→ TASK PROMPT
Please output the records below in full, exactly as given, but without the images.

/---

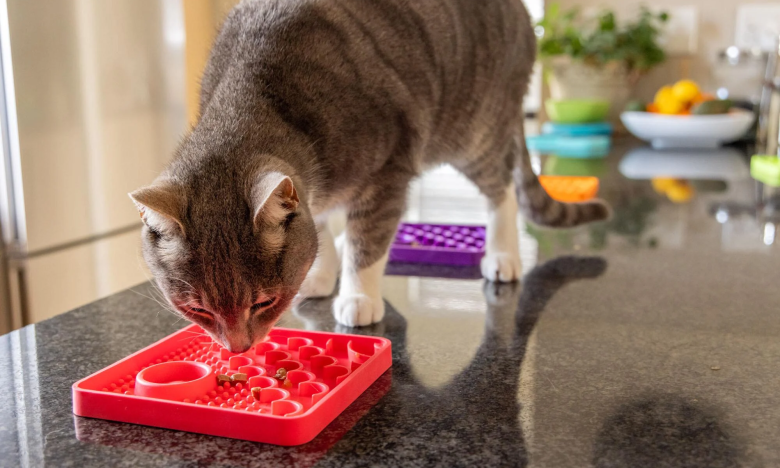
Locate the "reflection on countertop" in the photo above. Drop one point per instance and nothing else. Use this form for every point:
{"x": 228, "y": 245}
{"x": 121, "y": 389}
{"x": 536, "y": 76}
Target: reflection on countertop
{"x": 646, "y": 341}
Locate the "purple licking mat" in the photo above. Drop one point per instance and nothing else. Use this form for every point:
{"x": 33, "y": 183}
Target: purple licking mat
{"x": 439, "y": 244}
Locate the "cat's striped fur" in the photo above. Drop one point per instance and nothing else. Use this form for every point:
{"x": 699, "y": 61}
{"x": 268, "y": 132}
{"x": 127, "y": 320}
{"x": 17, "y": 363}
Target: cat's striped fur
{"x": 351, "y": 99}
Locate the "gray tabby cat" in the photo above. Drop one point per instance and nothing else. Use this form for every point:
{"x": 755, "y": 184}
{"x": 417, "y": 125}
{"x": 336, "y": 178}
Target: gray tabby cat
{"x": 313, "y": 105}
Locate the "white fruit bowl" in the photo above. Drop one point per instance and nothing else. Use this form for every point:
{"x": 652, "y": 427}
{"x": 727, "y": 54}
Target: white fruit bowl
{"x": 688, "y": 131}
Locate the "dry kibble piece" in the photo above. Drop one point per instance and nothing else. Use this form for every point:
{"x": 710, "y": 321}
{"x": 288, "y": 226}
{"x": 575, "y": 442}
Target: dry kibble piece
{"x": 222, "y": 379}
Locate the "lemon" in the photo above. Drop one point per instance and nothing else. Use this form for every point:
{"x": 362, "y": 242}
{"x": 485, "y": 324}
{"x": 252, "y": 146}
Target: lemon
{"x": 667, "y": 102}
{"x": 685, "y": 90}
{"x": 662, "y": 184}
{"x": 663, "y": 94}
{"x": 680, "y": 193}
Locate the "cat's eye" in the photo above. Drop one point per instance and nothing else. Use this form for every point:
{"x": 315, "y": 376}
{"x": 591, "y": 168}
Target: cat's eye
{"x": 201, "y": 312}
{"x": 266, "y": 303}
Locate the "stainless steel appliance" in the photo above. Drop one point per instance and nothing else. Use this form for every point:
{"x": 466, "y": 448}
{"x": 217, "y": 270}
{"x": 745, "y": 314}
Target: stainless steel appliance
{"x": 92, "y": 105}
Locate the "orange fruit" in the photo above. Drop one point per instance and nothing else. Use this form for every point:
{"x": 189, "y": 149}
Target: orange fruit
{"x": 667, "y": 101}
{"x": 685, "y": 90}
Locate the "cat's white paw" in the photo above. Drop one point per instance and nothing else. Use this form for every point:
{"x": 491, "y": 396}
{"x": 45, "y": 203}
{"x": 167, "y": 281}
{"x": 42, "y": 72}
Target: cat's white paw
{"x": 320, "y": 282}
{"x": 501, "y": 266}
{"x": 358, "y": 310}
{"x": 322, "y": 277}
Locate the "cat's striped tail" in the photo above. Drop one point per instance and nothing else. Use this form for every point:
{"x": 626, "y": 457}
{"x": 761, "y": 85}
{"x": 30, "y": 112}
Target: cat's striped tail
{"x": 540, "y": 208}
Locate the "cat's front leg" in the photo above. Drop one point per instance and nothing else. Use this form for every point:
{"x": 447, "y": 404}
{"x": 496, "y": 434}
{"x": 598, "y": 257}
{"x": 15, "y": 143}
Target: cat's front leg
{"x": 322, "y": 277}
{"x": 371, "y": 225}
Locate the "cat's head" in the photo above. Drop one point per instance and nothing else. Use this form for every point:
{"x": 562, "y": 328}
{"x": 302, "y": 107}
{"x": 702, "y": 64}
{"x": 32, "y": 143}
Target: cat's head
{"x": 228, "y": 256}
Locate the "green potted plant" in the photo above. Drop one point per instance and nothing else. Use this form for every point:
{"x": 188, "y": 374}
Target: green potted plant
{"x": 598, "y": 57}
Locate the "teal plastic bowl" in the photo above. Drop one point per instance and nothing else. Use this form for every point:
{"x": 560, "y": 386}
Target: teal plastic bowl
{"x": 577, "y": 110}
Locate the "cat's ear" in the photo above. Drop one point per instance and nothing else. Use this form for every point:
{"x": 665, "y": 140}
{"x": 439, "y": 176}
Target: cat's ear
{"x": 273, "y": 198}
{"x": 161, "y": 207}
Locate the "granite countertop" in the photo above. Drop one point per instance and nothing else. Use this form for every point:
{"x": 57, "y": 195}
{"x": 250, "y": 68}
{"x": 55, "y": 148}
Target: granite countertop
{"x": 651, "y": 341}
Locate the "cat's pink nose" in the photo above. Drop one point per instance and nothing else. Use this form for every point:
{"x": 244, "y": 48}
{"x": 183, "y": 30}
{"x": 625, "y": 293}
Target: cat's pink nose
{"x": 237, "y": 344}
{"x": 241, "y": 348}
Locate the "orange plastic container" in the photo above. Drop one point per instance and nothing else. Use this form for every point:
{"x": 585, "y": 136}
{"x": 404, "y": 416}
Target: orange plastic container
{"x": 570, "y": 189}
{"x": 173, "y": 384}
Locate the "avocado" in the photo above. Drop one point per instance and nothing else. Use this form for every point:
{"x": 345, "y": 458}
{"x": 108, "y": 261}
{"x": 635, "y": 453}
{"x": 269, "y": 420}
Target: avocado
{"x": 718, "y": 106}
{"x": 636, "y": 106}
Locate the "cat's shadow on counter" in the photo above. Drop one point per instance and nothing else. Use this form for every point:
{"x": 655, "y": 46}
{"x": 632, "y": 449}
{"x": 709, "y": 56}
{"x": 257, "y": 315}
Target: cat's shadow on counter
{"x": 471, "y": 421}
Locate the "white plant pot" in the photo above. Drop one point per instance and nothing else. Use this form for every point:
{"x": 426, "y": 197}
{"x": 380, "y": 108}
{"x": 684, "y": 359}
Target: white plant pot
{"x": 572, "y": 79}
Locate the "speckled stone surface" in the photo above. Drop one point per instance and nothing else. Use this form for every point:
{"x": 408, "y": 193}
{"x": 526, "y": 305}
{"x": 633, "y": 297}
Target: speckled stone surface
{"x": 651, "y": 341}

\---

→ SOLUTION BELOW
Locate the "reflection on countertop" in the photo above. Drop one point per instance and nothing else. Use this form for every point:
{"x": 228, "y": 245}
{"x": 121, "y": 389}
{"x": 536, "y": 76}
Target: reflection on countertop
{"x": 646, "y": 341}
Locate the "purple licking mat" in the photo above. Drop one point per instance and nothing else. Use this form for every point:
{"x": 33, "y": 183}
Target: purple licking mat
{"x": 439, "y": 244}
Locate the "cat's striped fur" in the photo above. Drop one point per instance and nothing else. Use this form for every point:
{"x": 699, "y": 61}
{"x": 268, "y": 132}
{"x": 127, "y": 320}
{"x": 17, "y": 363}
Target: cat's striped fur
{"x": 351, "y": 99}
Locate the "gray tabby cat" in the photo above. Drop one point per instance and nothing else. Use this form for every point:
{"x": 755, "y": 184}
{"x": 417, "y": 125}
{"x": 336, "y": 178}
Target: gray tabby cat
{"x": 313, "y": 105}
Locate the "white fruit bowl" in the photo above. Drop one point per instance and nothing else. Use this form for every point:
{"x": 652, "y": 427}
{"x": 727, "y": 54}
Target: white fruit bowl
{"x": 688, "y": 131}
Locate the "dry kibble piece" in the photo above. Drop one point per instance and nothing else. Use this form for every point:
{"x": 710, "y": 321}
{"x": 288, "y": 226}
{"x": 575, "y": 442}
Target: dry kibble piece
{"x": 222, "y": 379}
Locate the "lemon" in the photo above. Drop one point per instance and nothing else. Use this form for every point:
{"x": 362, "y": 242}
{"x": 485, "y": 324}
{"x": 252, "y": 146}
Target: lemon
{"x": 667, "y": 102}
{"x": 685, "y": 90}
{"x": 662, "y": 184}
{"x": 663, "y": 94}
{"x": 680, "y": 193}
Locate the "cat's eye" in the photo above. Drop one point per instance and nothing else. Use this form for every point:
{"x": 315, "y": 376}
{"x": 591, "y": 168}
Target: cat's eye
{"x": 201, "y": 312}
{"x": 266, "y": 303}
Locate the "stainless steel appliance" in the photo above. Drop one point per instance and nothing else. Use this form for every point:
{"x": 466, "y": 448}
{"x": 217, "y": 270}
{"x": 745, "y": 314}
Target: stainless steel appliance
{"x": 92, "y": 105}
Locate the "orange fruit" in the photo above. Drop one point per instance and nothing else. Use this form for every point:
{"x": 189, "y": 149}
Target: orange fruit
{"x": 667, "y": 101}
{"x": 685, "y": 90}
Locate the "cat's white paw" in the photo above. Drop one point per instance and nothing else. Use this form for every point:
{"x": 491, "y": 396}
{"x": 45, "y": 203}
{"x": 167, "y": 281}
{"x": 42, "y": 72}
Target: cat's white paw
{"x": 320, "y": 282}
{"x": 501, "y": 266}
{"x": 358, "y": 310}
{"x": 322, "y": 277}
Locate the "cat's striped tail" in the photo above. Drop one point per instance and nothing else. Use this form for every point:
{"x": 626, "y": 457}
{"x": 761, "y": 85}
{"x": 30, "y": 112}
Target: cat's striped tail
{"x": 540, "y": 208}
Locate the "cat's front leg" in the photo above. Drop one point per instance and nothing else. Use this form for every point:
{"x": 447, "y": 404}
{"x": 496, "y": 434}
{"x": 598, "y": 257}
{"x": 15, "y": 143}
Target: cat's front leg
{"x": 322, "y": 277}
{"x": 371, "y": 225}
Locate the "cat's head" in the photo above. Drop one point per instance and nothing else. Use this form for every point:
{"x": 562, "y": 328}
{"x": 302, "y": 107}
{"x": 702, "y": 64}
{"x": 32, "y": 143}
Target: cat's head
{"x": 228, "y": 256}
Locate the "green potted plant" in the photo above. Drop one point per instance and nothing else. Use this form for every point:
{"x": 188, "y": 374}
Target: green potted plant
{"x": 598, "y": 57}
Locate the "teal plastic bowl" in the photo above. Drop one point per instance and nothing else. Use this form for every point:
{"x": 560, "y": 386}
Target: teal plastic bowl
{"x": 577, "y": 110}
Locate the "cat's ear" in the photo above. Drop one point per instance and nothing else. Use this form for every point:
{"x": 665, "y": 140}
{"x": 439, "y": 176}
Target: cat's ear
{"x": 273, "y": 198}
{"x": 161, "y": 207}
Locate the "granite countertop" in the photo above. Drop one point per instance and nothing else. Use this form for every point:
{"x": 57, "y": 195}
{"x": 250, "y": 68}
{"x": 55, "y": 148}
Target: granite countertop
{"x": 651, "y": 341}
Locate the "cat's pink nose" in the photo above. Drop one point per instance and nothing else. Use this form for every point:
{"x": 244, "y": 48}
{"x": 183, "y": 30}
{"x": 625, "y": 293}
Target: cat's pink nose
{"x": 237, "y": 344}
{"x": 241, "y": 348}
Locate the "orange plastic container" in the photo above. Drop one point per instance and nothing else. Use this form for every point:
{"x": 585, "y": 136}
{"x": 404, "y": 416}
Target: orange plastic container
{"x": 570, "y": 189}
{"x": 173, "y": 384}
Locate the "avocado" in the photo above. Drop one point per instance and nothing else. Use this form for every point:
{"x": 345, "y": 458}
{"x": 108, "y": 261}
{"x": 635, "y": 453}
{"x": 269, "y": 420}
Target: avocado
{"x": 718, "y": 106}
{"x": 636, "y": 106}
Locate the "cat's shadow on counter" in the photo above. Drop one point per instance and nothing else. Use this form for every point:
{"x": 655, "y": 46}
{"x": 632, "y": 449}
{"x": 709, "y": 56}
{"x": 257, "y": 315}
Target: cat's shadow on counter
{"x": 471, "y": 421}
Locate the "white plant pot" in the photo above. Drop one point per instance and nothing else. Use this form for every point:
{"x": 426, "y": 197}
{"x": 380, "y": 108}
{"x": 684, "y": 359}
Target: white plant pot
{"x": 572, "y": 79}
Locate the "speckled stone surface" in the photo above. Drop one point per instance and nothing else. Use this form for every point:
{"x": 408, "y": 193}
{"x": 526, "y": 305}
{"x": 633, "y": 297}
Target: speckled stone surface
{"x": 651, "y": 341}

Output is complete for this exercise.